[Input — start]
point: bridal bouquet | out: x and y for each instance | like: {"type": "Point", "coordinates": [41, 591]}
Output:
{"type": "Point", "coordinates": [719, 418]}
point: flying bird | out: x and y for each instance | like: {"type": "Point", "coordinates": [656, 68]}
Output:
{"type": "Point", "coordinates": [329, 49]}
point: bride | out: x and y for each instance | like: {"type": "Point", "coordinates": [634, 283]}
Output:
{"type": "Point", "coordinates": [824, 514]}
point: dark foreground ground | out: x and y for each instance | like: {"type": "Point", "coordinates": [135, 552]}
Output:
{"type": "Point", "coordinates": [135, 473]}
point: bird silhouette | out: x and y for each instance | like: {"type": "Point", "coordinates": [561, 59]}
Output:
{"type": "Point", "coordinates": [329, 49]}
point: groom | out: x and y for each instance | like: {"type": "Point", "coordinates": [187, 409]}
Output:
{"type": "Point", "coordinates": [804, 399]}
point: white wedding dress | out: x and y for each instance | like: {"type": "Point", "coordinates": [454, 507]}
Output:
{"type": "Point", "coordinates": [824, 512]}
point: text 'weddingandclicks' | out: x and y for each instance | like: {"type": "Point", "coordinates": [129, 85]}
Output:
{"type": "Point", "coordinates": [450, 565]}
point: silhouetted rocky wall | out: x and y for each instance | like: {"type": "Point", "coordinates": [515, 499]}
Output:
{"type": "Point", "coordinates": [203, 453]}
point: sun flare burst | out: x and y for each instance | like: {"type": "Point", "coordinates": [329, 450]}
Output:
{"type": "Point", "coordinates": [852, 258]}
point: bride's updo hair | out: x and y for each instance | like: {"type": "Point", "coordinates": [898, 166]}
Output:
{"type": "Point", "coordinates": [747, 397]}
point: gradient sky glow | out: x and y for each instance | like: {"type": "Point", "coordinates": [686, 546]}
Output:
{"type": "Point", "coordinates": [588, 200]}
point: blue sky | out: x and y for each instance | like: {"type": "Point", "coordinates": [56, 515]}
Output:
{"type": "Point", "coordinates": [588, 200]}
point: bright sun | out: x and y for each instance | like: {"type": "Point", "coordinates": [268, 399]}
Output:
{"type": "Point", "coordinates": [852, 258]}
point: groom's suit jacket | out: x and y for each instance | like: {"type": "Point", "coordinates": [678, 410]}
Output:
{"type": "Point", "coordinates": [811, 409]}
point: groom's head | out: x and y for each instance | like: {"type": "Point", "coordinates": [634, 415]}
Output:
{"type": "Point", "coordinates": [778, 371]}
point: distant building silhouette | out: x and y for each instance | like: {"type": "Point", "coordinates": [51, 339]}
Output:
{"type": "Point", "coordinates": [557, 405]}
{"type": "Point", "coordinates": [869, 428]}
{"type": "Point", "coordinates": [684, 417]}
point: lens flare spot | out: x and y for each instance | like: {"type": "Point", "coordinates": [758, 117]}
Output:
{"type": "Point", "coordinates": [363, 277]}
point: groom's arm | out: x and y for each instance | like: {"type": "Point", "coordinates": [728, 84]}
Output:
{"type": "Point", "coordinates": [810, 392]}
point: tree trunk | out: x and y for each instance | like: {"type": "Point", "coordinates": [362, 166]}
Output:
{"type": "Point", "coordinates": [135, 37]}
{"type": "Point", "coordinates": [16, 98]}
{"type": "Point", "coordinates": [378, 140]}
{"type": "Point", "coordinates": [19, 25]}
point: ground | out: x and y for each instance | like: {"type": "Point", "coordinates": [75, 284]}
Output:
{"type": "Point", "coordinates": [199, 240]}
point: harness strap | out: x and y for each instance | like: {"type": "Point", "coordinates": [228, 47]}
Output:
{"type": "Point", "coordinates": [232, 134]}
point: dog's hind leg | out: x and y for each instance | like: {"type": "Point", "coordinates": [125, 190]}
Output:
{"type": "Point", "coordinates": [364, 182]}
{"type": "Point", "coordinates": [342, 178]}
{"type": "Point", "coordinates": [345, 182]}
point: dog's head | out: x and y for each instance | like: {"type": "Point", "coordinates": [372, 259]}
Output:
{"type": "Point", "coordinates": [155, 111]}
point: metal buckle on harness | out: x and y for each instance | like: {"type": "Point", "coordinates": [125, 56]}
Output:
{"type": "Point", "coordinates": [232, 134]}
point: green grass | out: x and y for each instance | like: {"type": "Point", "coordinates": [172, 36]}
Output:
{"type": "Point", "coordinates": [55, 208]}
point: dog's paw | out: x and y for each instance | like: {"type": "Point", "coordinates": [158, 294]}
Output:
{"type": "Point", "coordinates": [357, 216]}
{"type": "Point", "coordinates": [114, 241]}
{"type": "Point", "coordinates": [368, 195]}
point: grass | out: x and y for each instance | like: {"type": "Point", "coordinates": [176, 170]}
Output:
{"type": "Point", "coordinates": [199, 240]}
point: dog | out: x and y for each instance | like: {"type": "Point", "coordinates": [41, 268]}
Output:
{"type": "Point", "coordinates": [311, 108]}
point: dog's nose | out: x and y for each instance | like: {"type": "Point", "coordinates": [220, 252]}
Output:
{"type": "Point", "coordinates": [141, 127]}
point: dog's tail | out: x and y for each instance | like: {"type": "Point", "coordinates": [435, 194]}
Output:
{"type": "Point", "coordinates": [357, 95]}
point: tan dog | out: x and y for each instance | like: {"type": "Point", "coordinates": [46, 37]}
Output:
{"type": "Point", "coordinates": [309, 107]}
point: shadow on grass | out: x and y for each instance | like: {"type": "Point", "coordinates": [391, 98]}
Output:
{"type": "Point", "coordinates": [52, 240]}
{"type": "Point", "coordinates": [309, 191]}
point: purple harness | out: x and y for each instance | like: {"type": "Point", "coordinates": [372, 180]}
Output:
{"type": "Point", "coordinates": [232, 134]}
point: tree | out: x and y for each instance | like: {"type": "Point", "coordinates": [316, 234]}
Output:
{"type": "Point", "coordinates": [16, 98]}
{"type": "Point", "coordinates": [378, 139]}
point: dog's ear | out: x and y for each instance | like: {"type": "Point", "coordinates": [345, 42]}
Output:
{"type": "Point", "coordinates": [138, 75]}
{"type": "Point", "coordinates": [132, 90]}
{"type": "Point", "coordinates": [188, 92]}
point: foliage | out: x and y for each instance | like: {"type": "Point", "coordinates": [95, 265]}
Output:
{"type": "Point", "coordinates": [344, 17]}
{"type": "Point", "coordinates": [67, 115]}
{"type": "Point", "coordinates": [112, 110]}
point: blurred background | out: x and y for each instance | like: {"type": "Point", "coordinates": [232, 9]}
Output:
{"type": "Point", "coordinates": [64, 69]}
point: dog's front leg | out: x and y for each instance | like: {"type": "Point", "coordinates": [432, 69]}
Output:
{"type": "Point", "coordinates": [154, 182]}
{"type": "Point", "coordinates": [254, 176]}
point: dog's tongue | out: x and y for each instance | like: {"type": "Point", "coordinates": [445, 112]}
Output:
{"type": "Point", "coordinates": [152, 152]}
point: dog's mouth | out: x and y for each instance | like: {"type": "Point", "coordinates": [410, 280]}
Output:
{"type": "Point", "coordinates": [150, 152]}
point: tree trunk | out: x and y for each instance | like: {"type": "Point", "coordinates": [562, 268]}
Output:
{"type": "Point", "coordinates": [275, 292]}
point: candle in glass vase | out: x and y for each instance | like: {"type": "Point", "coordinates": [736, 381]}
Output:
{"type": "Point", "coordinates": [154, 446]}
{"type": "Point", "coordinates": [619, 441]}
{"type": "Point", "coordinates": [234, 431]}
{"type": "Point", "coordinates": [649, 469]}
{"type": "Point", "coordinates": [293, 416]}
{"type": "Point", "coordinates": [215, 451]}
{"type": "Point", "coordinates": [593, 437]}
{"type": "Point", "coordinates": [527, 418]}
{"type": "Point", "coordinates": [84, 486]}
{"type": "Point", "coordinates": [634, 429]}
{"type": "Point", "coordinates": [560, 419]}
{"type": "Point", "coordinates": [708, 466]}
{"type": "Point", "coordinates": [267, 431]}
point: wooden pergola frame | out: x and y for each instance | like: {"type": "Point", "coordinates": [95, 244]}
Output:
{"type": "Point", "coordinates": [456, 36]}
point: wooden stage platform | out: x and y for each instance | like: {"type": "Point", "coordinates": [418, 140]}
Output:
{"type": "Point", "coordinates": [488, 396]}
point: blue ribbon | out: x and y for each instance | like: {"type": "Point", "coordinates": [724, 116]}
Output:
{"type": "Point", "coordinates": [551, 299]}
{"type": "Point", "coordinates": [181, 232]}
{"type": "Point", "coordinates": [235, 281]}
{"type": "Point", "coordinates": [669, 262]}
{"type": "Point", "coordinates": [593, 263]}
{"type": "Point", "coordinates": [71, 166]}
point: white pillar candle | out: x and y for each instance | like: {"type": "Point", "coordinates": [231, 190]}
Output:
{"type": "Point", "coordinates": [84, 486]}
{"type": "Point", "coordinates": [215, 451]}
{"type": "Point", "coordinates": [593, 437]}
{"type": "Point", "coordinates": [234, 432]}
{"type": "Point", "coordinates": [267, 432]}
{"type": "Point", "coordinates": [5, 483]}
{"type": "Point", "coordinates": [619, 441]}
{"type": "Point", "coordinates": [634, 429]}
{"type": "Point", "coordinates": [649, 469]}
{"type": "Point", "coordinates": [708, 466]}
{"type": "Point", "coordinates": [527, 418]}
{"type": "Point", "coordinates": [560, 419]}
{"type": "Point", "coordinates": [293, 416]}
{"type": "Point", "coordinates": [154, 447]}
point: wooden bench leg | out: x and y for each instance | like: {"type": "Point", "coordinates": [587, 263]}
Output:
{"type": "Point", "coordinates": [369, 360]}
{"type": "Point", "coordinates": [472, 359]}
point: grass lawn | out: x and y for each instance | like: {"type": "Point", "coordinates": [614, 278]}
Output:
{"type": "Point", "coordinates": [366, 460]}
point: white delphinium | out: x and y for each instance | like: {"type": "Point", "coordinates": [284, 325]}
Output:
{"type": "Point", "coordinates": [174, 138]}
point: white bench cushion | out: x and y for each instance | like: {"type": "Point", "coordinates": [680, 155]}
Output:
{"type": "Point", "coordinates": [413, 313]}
[Input — finish]
Brief
Please return each line of the data above in which the word "flare" occurs.

Exercise answer
point: sun flare burst | out: x and y for each instance | like: {"type": "Point", "coordinates": [329, 450]}
point: lens flare spot | out: x and y for each instance | like: {"type": "Point", "coordinates": [758, 117]}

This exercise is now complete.